Rz. 131

§ 15a EStG begrenzt den berücksichtigungsfähigen Verlustanteil des Kommanditisten auf die Höhe seines – positiven – Kapitalkontos. Das Gesetz umschreibt dies so, dass ein Anteil am Verlust der KG nicht ausgeglichen werden darf, soweit ein negatives Kapitalkonto des Kommanditisten entsteht oder sich erhöht. Indirekt bringt diese Formulierung damit zugleich zum Ausdruck, dass ein negatives Kapitalkonto entstehen kann und anerkannt wird, dass aber Verluste, die zu seiner Entstehung oder Erhöhung führen, zurzeit nicht berücksichtigungsfähig sind.

 

Rz. 132

Dem Begriff des Kapitalkontos kommt im Rahmen des § 15a EStG entscheidende Bedeutung zu. Nach dem Wortlaut, dem Sinnzusammenhang, aber auch der Begründung des Gesetzes ist darunter das ertragsteuerliche Kapitalkonto zu verstehen, nicht das handelsrechtliche. Das Hauptanliegen des § 15a EStG, den Verlustausgleich auf den handelsrechtlichen Haftungsbetrag zu begrenzen, steht dem keinesfalls entgegen. Die Ausgleichsbegrenzung gilt nämlich nur für den steuerlichen Verlustanteil; dieser Verlustanteil wird aber aufgrund der Steuerbilanz ermittelt, die wiederum nur das ertragsteuerliche Kapital ausweist.

 

Rz. 133

Mit Kapital ist das Eigenkapital gemeint; es besteht aus dem gezeichneten Kapital i. S. d. § 272 Abs. 1 HGB sowie etwaigen Kapitalrücklagen i. S. v. § 272 Abs. 2 HGB, sodann aus Gewinnen sowie Gewinnrücklagen i. S. d. § 272 Abs. 3 HGB.[1] Zu berücksichtigen und anzusetzen ist es nur mit dem Buchwert.[2] Stille Reserven erhöhen das Ausgleichsvolumen erst, wenn sie realisiert und dem Kapitalkonto gutgeschrieben sind. Das gilt auch für die Reserven in den sog. steuerfreien Rücklagen bzw. den Sonderposten mit Rücklageanteil i. S. d. § 273 HGB. Sie zählen gleichfalls erst nach ihrer Auflösung zum ertragsteuerlichen Kapitalkonto.

ZIEL DER AUFGABE
Entnimm dem Text zum Kapitalkonto nach § 15a EStG wörtlich die Stelle, die mit "Mit Kapital ist" beginnt und bis einschließlich "zum ertragsteuerlichen Kapitalkonto." reicht.

ABSCHNITT DER DATEN
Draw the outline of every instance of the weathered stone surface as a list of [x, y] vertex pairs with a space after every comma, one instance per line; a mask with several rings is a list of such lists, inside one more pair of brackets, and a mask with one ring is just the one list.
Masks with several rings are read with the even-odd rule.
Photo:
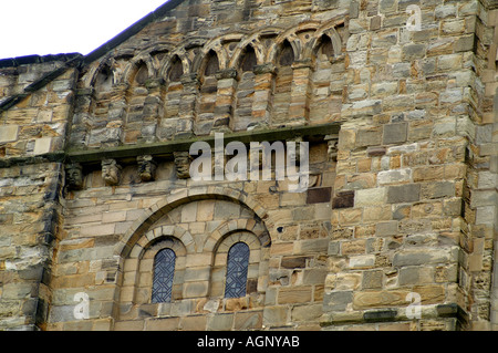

BEARBEITETE AUFGABE
Mit Kapital ist das Eigenkapital gemeint; es besteht aus dem gezeichneten Kapital i. S. d. § 272 Abs. 1 HGB sowie etwaigen Kapitalrücklagen i. S. v. § 272 Abs. 2 HGB, sodann aus Gewinnen sowie Gewinnrücklagen i. S. d. § 272 Abs. 3 HGB.[1] Zu berücksichtigen und anzusetzen ist es nur mit dem Buchwert.[2] Stille Reserven erhöhen das Ausgleichsvolumen erst, wenn sie realisiert und dem Kapitalkonto gutgeschrieben sind. Das gilt auch für die Reserven in den sog. steuerfreien Rücklagen bzw. den Sonderposten mit Rücklageanteil i. S. d. § 273 HGB. Sie zählen gleichfalls erst nach ihrer Auflösung zum ertragsteuerlichen Kapitalkonto.